R-squared can also be used.  You already saw that R-squared is biased as it tends to increase with the number of explanatory variables.  So, instead of R-squared, you can use adjusted R-squared.  Thei higher adjusted R-squared, the better the model explains the target variable.

### Using Information Criteria

Using information criteria is also a common way of comparing different models and selecting the best one.  Two information criteria known as the **Akaike Information Criterion (AIC)** and **Bayesian Information Criterion (BIC)** take into consideration the sum of the squared errors (SSE), the sample size, and the number of parameters.

The formula for AIC is:
$$nln(SSE)−nln(n)+2p$$ 
The formula for BIC is:
$$nln(SSE)−nln(n)+pln(n)$$

In both of these formulas, $n$ represents the sample size, and $p$ represents the number of regression coefficients in the model (including the constant).  $ln$ stands for the natural logarithm.  

For both AIC and BIC, the lower the value the better.  Hence, you choose the model with the lowest AIC or BIC value.  Although you can use either of the two criteria, AIC is usually criticized for its tendency to overfit.  In contrast, BIC penalizes the number of parameters more severely then AIC and hence favors mor parsimonious models (that is models with fewer parameters).

● **DATA EXTRACTS**:
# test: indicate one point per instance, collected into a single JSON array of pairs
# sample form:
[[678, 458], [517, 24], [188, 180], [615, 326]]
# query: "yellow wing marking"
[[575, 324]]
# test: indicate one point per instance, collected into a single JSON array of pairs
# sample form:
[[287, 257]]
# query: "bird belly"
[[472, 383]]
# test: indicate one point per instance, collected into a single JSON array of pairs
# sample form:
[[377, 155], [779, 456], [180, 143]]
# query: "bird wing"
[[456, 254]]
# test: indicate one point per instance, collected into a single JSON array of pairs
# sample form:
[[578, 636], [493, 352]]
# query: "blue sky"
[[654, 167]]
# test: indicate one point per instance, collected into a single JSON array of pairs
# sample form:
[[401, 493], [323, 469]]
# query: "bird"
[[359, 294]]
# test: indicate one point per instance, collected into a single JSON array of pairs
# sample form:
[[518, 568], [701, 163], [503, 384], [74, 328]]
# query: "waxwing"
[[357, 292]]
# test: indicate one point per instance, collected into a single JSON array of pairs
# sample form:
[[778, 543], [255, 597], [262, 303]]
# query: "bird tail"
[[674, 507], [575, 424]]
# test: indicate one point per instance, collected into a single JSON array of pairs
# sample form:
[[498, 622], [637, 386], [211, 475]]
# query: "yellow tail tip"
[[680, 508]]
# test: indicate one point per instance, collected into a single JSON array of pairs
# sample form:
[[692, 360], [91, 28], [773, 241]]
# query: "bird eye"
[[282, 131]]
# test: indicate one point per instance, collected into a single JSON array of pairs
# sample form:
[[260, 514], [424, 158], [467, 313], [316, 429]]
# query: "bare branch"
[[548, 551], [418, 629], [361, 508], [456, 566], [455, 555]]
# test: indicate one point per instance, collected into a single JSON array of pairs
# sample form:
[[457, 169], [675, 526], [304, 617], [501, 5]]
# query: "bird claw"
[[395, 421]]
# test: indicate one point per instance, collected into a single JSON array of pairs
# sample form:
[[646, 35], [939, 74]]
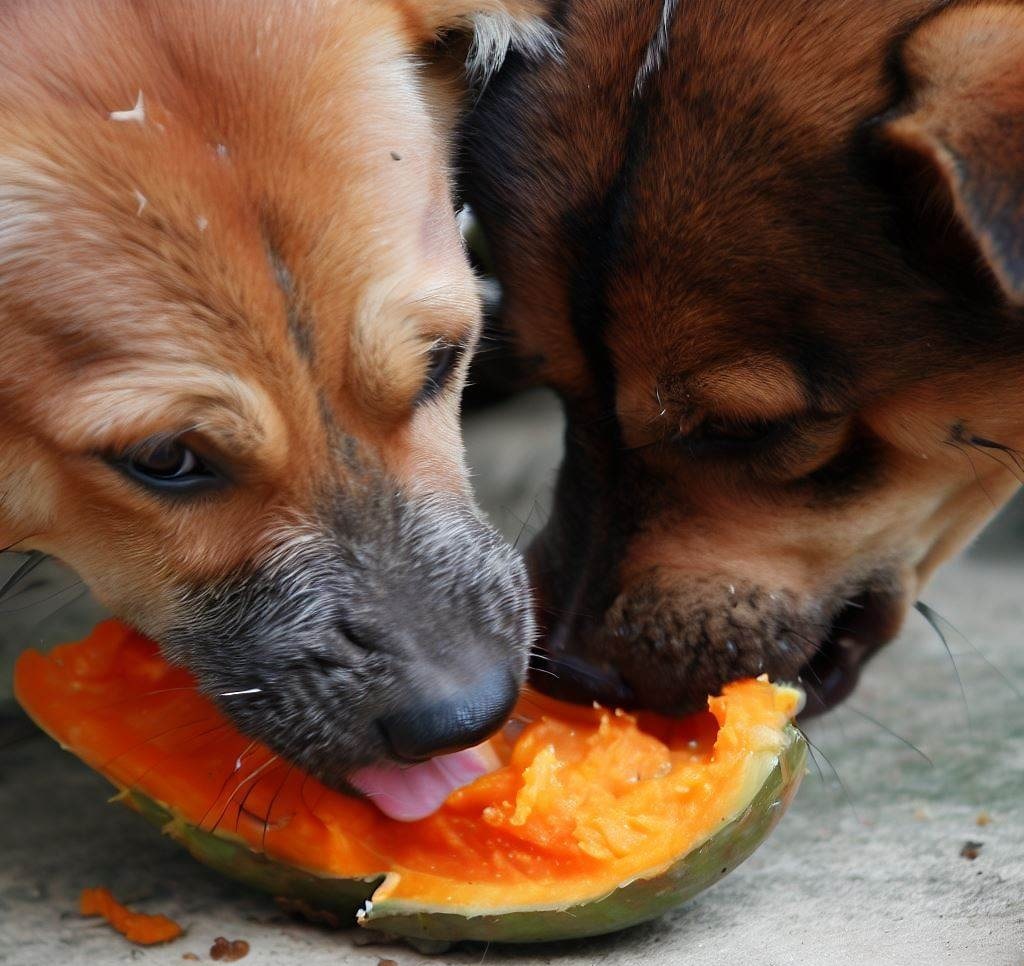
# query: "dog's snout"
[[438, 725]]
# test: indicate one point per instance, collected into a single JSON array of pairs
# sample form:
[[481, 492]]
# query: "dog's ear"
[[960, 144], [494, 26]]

--

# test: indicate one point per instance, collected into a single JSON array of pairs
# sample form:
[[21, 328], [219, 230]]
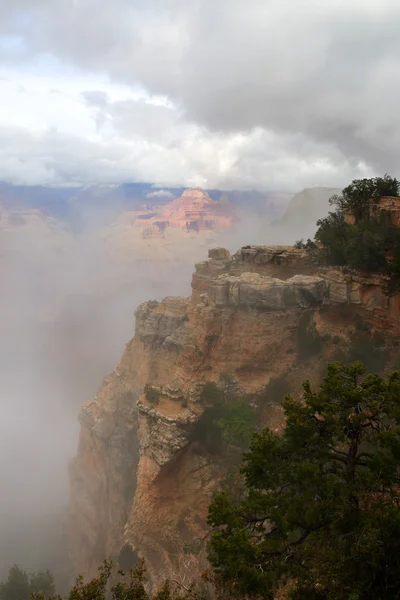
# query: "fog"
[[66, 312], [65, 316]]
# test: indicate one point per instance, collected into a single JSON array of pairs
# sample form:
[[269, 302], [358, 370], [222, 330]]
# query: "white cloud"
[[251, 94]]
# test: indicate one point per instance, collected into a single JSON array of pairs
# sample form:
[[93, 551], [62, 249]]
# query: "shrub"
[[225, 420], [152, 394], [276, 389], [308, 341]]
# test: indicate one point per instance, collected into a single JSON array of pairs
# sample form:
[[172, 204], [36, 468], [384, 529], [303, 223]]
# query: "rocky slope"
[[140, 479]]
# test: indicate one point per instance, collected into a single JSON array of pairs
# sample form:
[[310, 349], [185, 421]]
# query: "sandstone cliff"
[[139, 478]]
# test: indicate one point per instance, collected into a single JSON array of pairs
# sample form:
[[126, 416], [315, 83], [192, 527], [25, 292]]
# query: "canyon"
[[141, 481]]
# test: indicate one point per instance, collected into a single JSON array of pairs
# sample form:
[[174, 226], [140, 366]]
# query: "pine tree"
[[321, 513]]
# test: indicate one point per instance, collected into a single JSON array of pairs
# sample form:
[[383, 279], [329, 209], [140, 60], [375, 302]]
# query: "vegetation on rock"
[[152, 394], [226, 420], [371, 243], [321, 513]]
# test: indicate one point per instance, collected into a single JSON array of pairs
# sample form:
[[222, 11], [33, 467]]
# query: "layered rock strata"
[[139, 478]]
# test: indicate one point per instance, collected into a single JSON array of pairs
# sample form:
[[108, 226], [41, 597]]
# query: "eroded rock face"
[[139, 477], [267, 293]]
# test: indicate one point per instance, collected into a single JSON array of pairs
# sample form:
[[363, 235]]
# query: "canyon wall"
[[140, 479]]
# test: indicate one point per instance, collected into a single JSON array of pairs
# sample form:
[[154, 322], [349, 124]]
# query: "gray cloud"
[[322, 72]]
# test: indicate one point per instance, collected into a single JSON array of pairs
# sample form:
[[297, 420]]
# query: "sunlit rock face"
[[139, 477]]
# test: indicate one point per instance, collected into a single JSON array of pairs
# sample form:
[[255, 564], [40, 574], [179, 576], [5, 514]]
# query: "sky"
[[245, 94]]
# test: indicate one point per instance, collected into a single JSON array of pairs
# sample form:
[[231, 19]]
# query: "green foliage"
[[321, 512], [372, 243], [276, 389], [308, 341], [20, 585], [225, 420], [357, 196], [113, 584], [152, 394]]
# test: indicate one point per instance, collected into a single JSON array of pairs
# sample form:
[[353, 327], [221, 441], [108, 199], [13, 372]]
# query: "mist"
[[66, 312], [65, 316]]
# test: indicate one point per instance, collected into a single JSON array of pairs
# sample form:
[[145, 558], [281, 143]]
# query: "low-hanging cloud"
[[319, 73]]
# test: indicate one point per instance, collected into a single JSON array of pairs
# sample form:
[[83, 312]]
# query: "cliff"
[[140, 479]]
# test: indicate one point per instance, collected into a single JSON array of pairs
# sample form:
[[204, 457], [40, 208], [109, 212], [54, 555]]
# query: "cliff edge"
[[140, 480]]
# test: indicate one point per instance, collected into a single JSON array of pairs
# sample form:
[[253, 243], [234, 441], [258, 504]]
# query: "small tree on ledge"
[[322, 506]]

● **EXERCISE INSTRUCTIONS**: Copy out the passage on comparing regression models starting at "R-squared can also" and ending at "the target variable.", but swap in "predictor variables" wherever "explanatory variables" appears. None of the items has anything to do with the passage on comparing regression models.

● **SOLUTION**:
R-squared can also be used.  You already saw that R-squared is biased as it tends to increase with the number of predictor variables.  So, instead of R-squared, you can use adjusted R-squared.  Thei higher adjusted R-squared, the better the model explains the target variable.